Exercise description
Could you repeat the records below exactly, without the pictures?
#####
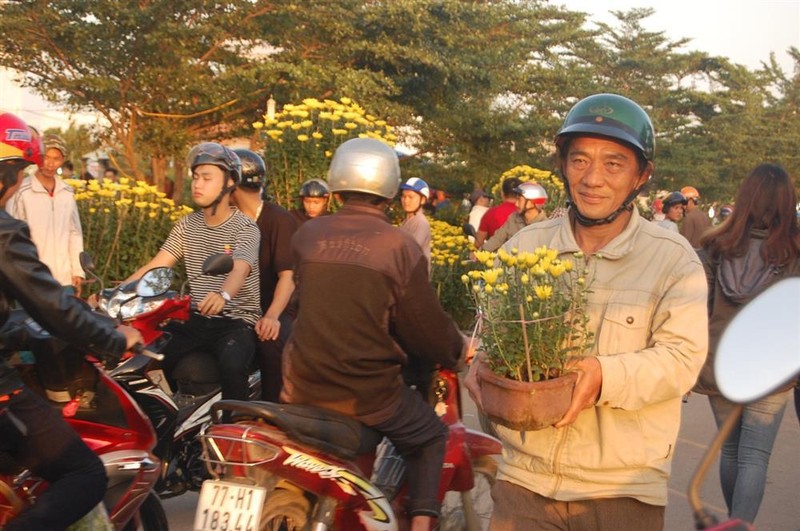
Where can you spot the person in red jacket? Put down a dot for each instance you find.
(495, 217)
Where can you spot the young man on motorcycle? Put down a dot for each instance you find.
(277, 227)
(227, 308)
(364, 300)
(32, 433)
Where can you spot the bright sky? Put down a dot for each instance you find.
(746, 31)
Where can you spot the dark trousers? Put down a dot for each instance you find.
(519, 509)
(36, 437)
(270, 356)
(232, 342)
(420, 437)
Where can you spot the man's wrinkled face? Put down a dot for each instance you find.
(601, 174)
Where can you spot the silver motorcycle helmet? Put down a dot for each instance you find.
(365, 165)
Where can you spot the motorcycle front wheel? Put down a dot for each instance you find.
(150, 517)
(471, 510)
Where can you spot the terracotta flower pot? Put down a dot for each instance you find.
(524, 405)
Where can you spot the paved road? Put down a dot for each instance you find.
(780, 510)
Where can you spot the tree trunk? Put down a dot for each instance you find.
(180, 176)
(158, 169)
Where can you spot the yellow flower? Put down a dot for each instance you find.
(484, 257)
(543, 292)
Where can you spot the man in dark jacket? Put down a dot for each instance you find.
(365, 300)
(32, 433)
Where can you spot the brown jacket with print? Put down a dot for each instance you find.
(364, 300)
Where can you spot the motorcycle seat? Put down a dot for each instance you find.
(328, 431)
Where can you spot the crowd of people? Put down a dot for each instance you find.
(662, 294)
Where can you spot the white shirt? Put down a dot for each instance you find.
(54, 223)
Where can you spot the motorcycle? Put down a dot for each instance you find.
(178, 415)
(110, 422)
(775, 314)
(278, 466)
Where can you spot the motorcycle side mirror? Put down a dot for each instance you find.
(760, 349)
(87, 262)
(218, 264)
(155, 282)
(469, 230)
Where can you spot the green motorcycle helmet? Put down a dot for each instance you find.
(612, 116)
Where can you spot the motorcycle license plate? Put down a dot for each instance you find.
(228, 506)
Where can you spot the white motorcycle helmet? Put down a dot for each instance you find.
(365, 165)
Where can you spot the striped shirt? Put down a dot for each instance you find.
(193, 241)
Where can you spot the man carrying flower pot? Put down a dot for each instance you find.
(606, 463)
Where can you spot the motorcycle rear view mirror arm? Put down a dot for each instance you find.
(215, 265)
(87, 264)
(155, 282)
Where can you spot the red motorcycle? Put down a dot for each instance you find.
(111, 423)
(178, 412)
(279, 466)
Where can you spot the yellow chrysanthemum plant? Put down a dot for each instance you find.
(124, 223)
(449, 260)
(552, 183)
(531, 310)
(300, 140)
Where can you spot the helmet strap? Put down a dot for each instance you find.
(626, 206)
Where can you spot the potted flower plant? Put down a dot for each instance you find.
(532, 318)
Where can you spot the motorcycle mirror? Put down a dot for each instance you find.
(87, 262)
(218, 264)
(155, 282)
(469, 230)
(760, 349)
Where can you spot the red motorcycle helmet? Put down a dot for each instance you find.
(20, 146)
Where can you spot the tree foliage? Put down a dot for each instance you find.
(476, 86)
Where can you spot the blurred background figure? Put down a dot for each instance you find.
(673, 207)
(48, 205)
(414, 194)
(480, 204)
(756, 247)
(314, 198)
(695, 222)
(724, 212)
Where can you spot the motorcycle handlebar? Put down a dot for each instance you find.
(139, 349)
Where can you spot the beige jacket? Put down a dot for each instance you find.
(55, 226)
(648, 310)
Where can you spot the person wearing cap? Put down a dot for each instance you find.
(673, 207)
(414, 194)
(480, 204)
(277, 226)
(47, 204)
(605, 465)
(531, 198)
(364, 298)
(227, 306)
(498, 214)
(695, 222)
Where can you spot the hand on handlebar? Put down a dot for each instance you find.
(212, 304)
(132, 336)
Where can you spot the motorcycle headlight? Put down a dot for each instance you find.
(138, 306)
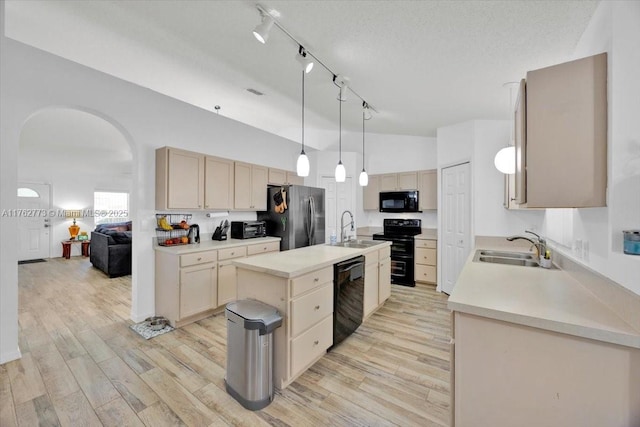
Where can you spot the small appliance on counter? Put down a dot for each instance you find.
(220, 232)
(248, 229)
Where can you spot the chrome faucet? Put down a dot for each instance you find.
(342, 226)
(540, 243)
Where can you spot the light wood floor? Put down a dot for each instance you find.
(82, 365)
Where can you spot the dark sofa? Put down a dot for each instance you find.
(111, 248)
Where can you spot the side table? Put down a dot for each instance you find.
(66, 247)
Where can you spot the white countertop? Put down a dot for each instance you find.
(208, 244)
(542, 298)
(300, 261)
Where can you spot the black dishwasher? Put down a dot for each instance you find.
(348, 297)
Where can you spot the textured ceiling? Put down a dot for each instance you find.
(421, 64)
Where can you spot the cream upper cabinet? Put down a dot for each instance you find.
(399, 181)
(371, 194)
(250, 186)
(428, 189)
(565, 154)
(218, 184)
(282, 177)
(179, 179)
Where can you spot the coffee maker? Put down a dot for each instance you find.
(194, 233)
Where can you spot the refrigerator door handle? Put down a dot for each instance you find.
(312, 225)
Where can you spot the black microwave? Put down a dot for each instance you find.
(399, 201)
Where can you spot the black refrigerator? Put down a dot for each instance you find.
(302, 223)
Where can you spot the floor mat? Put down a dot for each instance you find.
(146, 332)
(31, 261)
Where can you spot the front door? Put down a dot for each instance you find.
(456, 190)
(34, 221)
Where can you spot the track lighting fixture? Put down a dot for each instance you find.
(363, 179)
(304, 60)
(302, 166)
(261, 32)
(366, 111)
(341, 173)
(343, 83)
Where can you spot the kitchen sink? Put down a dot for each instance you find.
(358, 244)
(502, 254)
(508, 258)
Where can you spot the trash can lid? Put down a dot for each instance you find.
(256, 315)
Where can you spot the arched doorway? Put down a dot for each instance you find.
(76, 153)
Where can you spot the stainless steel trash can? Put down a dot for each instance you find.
(250, 326)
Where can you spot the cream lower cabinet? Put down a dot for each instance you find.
(384, 275)
(507, 374)
(186, 286)
(306, 304)
(426, 258)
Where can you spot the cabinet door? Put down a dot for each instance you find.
(408, 181)
(370, 288)
(294, 179)
(198, 290)
(242, 185)
(389, 182)
(227, 283)
(218, 184)
(371, 194)
(428, 188)
(259, 179)
(277, 176)
(185, 179)
(384, 280)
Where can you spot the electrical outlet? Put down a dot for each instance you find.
(585, 250)
(577, 248)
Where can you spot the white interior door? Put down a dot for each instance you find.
(337, 200)
(456, 190)
(33, 221)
#####
Response area
Where can you spot the person in red jacket? Put down a dot for each instance you find.
(495, 217)
Where can you spot the young man on motorcycle? Put down a dot for each instance you find.
(277, 227)
(227, 308)
(364, 300)
(32, 433)
Where can you spot the bright sky? Put down a dot for each instance you find.
(746, 31)
Where can you spot the dark trousers? Put down a dot for each instance you find.
(519, 509)
(36, 437)
(270, 356)
(232, 342)
(420, 437)
Where can you spot the man's wrinkled face? Put down a dot for each instance you find.
(601, 174)
Where can you spot the silver motorcycle helmet? Put down a dot for each instance you find.
(365, 165)
Where can you spot the motorcycle front wheel? Put down a dot for each instance you find.
(150, 517)
(471, 510)
Where can you spot the terracotta flower pot? Put down a dot for each instance you find.
(524, 405)
Where can you spot the paved road? Put down a dot for each instance you find.
(780, 510)
Where can you spot the tree trunk? Put down a dot for each instance you find.
(180, 176)
(158, 169)
Where can you spot the yellow flower? Put down a dot for each instance you find.
(484, 257)
(543, 292)
Where can you spot the man in dark jacket? Put down a dot for each instance you find.
(365, 300)
(32, 433)
Where can you spot the brown jacket with print? Put down a dot for each instance you find.
(364, 300)
Where can you spot the motorcycle seat? Put down a dot for each instance you find.
(328, 431)
Where can you spot the crowd of people? Put down a dot for each instance you find.
(662, 294)
Where can you spot the white shirt? Put down a dot for each instance you find.
(54, 223)
Where can you spot the motorcycle? Put down a dot for each instance you find.
(178, 415)
(110, 422)
(775, 314)
(278, 466)
Where can you spot the motorcycle side mirror? Put down a dot for each instance you find.
(760, 349)
(87, 262)
(218, 264)
(155, 282)
(469, 230)
Where can you spot the green motorcycle helmet? Put down a dot for each instance you find.
(612, 116)
Where can you spot the motorcycle license plate? Put down a dot for each instance you find.
(228, 506)
Where can you spot the white motorcycle helmet? Put down a dot for each instance you find.
(365, 165)
Where can you spot the striped shirt? Put down a dot for each instance you find.
(193, 241)
Where can you spot the man carrying flower pot? Put down a dot for each instance you find.
(606, 463)
Where can you spot the motorcycle rear view mirror arm? Put down a dot for each instance you find.
(215, 265)
(87, 264)
(155, 282)
Where can you spot the red motorcycle? Put down a dot for each instance you find.
(111, 423)
(178, 412)
(279, 466)
Where can you spot the yellow chrysanthemum plant? Put down a dot for each instance you find.
(124, 223)
(449, 260)
(552, 183)
(531, 310)
(300, 140)
Where can you spot the helmet strap? Put down a dot for each instance you find.
(626, 206)
Where can you spot the potted flower plant? Put down a dot for each instance you find.
(532, 318)
Where can you spot the motorcycle mirror? Put down a dot for each instance you find.
(87, 262)
(218, 264)
(155, 282)
(469, 230)
(760, 349)
Where can you spot the red motorcycle helmet? Put down a dot for each instance you find.
(20, 146)
Where can you spot the tree foliage? Put down a dot for each instance you find.
(476, 86)
Where can you spot the blurred background figure? Put down a dot for each instance you find.
(673, 207)
(48, 205)
(414, 194)
(480, 204)
(756, 247)
(314, 198)
(695, 222)
(724, 212)
Where can you spot the motorcycle handlebar? Put down a dot for each instance you find.
(139, 349)
Where can you spot the beige jacket? Put down a dot for each instance you find.
(55, 226)
(648, 310)
Where can you spot the person wearing cap? Put down a dot for each instance you find.
(673, 207)
(414, 194)
(480, 204)
(277, 226)
(47, 204)
(605, 465)
(531, 198)
(364, 298)
(227, 306)
(498, 214)
(695, 222)
Where can you spot the hand on handlebar? Put down a dot for each instance you find.
(212, 304)
(132, 336)
Where can you spot the motorcycle headlight? Put down a dot for each instance you find.
(138, 306)
Where can you spot the small appliance on counter? Put down a dot for each instance you find.
(220, 232)
(248, 229)
Where can you spot the chrome faucet? Put down a dot for each instance you find.
(342, 226)
(540, 243)
Where can you spot the light wood floor? Put down a dot for each instance you find.
(82, 365)
Where can you spot the dark sofa? Put down a dot for each instance you find.
(111, 248)
Where can you spot the side table? Put down a dot for each instance you find.
(66, 247)
Where can you spot the white countertop? Put down a dot for each instance you find.
(208, 244)
(542, 298)
(300, 261)
Where can you spot the black dishwasher? Put down a dot for each instance you find.
(348, 297)
Where can you spot the textured ceiling? Put down a dot for each instance you find.
(421, 64)
Where can you spot the cream upper cabinet? Put down a dot for each instance you find.
(399, 181)
(371, 194)
(250, 186)
(428, 189)
(565, 154)
(218, 184)
(282, 177)
(179, 179)
Where can you spot the coffee maker? Put down a dot for each instance you find.
(194, 233)
Where can you spot the refrigerator door handle? Put down a dot for each instance you find.
(312, 225)
Where can you spot the black microwave? Put down a dot for each instance you find.
(399, 201)
Where can you spot the black refrigerator? Put down a dot for each instance you find.
(302, 223)
Where can you spot the floor mat? Put down a dot for each instance you find.
(146, 332)
(31, 261)
Where can you spot the front door? Put down a dot for each instance you find.
(456, 190)
(34, 221)
Where can you spot the track lighting fixture? Put down a dot for each instance you find.
(363, 179)
(304, 60)
(302, 166)
(261, 32)
(366, 111)
(341, 173)
(343, 83)
Where can you spot the kitchen sink? Put down a dot for each instance you find.
(358, 244)
(502, 254)
(508, 258)
Where can you spot the trash can lid? Put down a dot for each instance you find.
(256, 315)
Where can you spot the arched doorway? Put down a dot for each instance you find.
(76, 153)
Where can you spot the stainless steel trash can? Put down a dot for each instance you find.
(250, 326)
Where can you spot the cream lower cabinet? Put down a dot for each instance you find.
(384, 275)
(507, 374)
(186, 286)
(306, 304)
(426, 258)
Where can you spot the cabinet door? Put down a dot for each instance you find.
(408, 181)
(370, 288)
(294, 179)
(198, 290)
(242, 185)
(389, 182)
(227, 283)
(218, 184)
(371, 194)
(428, 188)
(259, 179)
(277, 176)
(185, 179)
(384, 280)
Where can you spot the electrical outlet? Put down a dot for each instance you find.
(585, 250)
(577, 248)
Where can you spot the white interior door? Put down a dot for each instance you find.
(337, 200)
(456, 190)
(33, 221)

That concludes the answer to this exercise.